PROBLEM DESCRIPTION: Reproduce the records below from the line containing "Mark the glacier" to the line containing "point(641, 481)", substituting "central" for every occurrence of "innermost" and leaving all else unchanged. Omit the pictures from the reproduced lines.
═══ MATERIAL TO PROCESS ═══
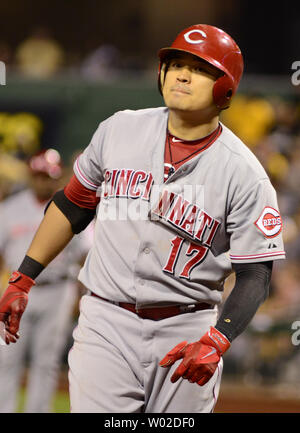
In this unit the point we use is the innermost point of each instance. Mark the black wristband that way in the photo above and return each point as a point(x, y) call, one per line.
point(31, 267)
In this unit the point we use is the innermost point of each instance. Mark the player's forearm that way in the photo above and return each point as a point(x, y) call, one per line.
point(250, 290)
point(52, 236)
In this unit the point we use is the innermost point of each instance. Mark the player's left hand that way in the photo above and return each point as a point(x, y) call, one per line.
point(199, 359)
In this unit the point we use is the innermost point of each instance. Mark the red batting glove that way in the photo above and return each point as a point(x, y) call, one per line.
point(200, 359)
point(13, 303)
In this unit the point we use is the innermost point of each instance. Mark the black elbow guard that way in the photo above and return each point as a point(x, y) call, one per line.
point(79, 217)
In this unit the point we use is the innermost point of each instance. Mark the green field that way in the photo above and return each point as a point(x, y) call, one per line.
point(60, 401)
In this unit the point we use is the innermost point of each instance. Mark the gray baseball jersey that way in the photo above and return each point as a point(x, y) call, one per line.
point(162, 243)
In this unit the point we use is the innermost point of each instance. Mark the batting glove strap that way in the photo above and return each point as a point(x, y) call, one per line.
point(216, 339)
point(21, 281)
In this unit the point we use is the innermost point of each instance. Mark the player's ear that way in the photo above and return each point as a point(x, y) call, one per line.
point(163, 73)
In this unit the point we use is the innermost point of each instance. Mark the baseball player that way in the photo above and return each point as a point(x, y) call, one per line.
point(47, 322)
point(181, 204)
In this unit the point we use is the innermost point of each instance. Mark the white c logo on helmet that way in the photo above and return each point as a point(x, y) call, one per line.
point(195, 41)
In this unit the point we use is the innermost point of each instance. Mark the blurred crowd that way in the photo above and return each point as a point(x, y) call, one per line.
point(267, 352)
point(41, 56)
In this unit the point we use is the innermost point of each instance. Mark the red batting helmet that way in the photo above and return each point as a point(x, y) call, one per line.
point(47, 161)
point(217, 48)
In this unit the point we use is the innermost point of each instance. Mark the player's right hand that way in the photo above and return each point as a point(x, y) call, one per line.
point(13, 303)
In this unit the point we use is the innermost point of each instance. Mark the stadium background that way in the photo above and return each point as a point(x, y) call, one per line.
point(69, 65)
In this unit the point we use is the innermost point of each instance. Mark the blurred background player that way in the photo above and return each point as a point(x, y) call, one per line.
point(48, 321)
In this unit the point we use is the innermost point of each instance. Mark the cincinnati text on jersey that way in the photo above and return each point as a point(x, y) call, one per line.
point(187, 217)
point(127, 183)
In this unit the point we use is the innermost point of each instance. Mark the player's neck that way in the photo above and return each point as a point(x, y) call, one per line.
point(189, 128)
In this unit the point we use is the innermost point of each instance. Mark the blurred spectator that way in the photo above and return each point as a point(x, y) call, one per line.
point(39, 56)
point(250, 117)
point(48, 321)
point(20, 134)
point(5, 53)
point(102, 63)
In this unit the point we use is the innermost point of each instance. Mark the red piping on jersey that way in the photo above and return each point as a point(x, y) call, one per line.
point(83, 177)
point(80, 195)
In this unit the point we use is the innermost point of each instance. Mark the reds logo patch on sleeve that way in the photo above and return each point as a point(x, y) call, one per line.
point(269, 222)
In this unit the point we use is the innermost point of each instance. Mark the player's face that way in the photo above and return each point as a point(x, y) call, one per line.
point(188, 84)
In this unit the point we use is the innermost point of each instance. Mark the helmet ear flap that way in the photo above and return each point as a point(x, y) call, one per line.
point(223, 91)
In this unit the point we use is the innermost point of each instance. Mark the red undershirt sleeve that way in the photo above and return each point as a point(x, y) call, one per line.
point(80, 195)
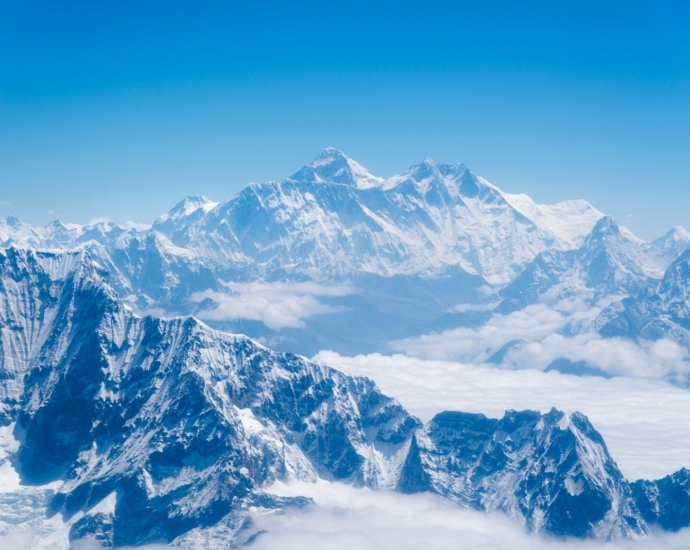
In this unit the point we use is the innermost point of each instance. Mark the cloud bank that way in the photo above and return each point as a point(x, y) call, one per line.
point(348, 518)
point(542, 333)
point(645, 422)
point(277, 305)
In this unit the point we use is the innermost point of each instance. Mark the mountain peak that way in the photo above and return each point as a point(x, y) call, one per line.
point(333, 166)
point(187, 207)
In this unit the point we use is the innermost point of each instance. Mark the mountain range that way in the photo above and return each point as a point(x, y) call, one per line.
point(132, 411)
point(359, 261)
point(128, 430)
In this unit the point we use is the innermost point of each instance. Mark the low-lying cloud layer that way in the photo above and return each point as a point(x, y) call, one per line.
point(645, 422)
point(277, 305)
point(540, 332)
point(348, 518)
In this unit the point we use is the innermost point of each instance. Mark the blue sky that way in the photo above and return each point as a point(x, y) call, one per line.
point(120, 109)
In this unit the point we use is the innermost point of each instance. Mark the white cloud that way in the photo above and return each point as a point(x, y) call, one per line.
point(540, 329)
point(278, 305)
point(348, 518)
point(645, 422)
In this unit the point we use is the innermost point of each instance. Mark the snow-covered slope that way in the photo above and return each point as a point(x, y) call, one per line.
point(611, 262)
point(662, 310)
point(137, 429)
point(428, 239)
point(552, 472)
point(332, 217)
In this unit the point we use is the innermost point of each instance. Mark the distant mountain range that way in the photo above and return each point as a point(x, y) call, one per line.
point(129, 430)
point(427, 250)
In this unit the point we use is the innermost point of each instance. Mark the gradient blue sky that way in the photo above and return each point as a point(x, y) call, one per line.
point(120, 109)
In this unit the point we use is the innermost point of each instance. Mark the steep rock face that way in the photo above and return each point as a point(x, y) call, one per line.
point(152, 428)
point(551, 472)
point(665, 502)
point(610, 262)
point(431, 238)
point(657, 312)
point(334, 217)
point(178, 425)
═══
═══ MATERIAL TO PROCESS ═══
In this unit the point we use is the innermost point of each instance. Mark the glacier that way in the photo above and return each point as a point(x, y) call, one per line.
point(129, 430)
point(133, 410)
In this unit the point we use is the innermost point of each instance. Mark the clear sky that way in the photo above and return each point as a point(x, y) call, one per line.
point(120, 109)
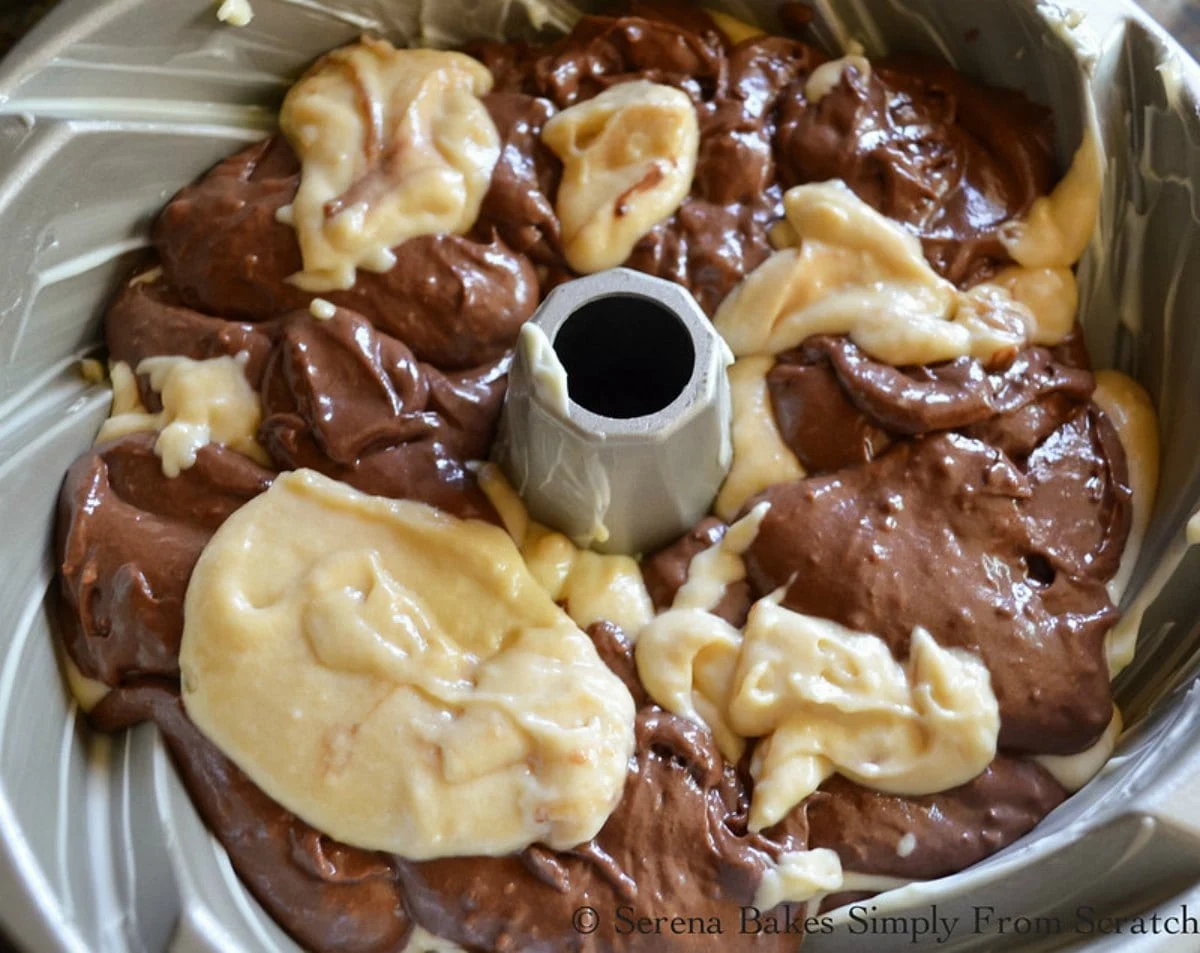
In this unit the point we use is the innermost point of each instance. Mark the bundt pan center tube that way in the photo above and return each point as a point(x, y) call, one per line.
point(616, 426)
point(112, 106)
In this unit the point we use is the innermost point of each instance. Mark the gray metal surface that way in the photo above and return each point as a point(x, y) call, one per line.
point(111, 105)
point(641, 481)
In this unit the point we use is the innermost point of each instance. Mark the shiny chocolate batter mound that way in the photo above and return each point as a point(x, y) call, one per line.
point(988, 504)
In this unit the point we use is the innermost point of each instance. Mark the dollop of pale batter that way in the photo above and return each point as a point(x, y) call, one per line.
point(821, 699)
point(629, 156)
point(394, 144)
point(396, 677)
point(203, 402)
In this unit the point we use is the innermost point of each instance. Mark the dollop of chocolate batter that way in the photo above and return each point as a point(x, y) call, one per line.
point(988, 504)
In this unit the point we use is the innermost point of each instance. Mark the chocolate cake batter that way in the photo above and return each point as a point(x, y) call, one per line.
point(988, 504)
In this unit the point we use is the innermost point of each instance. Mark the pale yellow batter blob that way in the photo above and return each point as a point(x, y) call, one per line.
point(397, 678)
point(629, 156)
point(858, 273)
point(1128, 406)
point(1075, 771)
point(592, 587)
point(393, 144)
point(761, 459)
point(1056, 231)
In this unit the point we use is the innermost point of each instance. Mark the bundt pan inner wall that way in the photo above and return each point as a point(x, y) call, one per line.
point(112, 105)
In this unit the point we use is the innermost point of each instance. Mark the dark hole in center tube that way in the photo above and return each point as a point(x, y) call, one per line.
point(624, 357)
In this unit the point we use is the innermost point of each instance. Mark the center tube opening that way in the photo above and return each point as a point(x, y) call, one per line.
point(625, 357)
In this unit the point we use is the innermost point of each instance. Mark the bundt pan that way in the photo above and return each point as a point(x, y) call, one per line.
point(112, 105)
═══
OUTPUT:
In this unit the point we use is the central point of each instance. Mark the glacier that way in the photo above and return each point as a point(x, y) call, one per line.
point(129, 430)
point(133, 410)
In this unit the point we use is the central point of each instance. Mark the clear sky that way in the photo above and return each point as a point(x, y) call, one per line.
point(120, 109)
In this unit the point we use is the central point of each instance. Mark the bundt pan center tube that way in the photo above and return each point as a point(x, y) call, one per line.
point(616, 426)
point(112, 106)
In this unit the point we use is the central point of each instance. Mark the gray metal surface that way in the photo above and return each point as a point(x, y) call, one per line.
point(111, 105)
point(641, 481)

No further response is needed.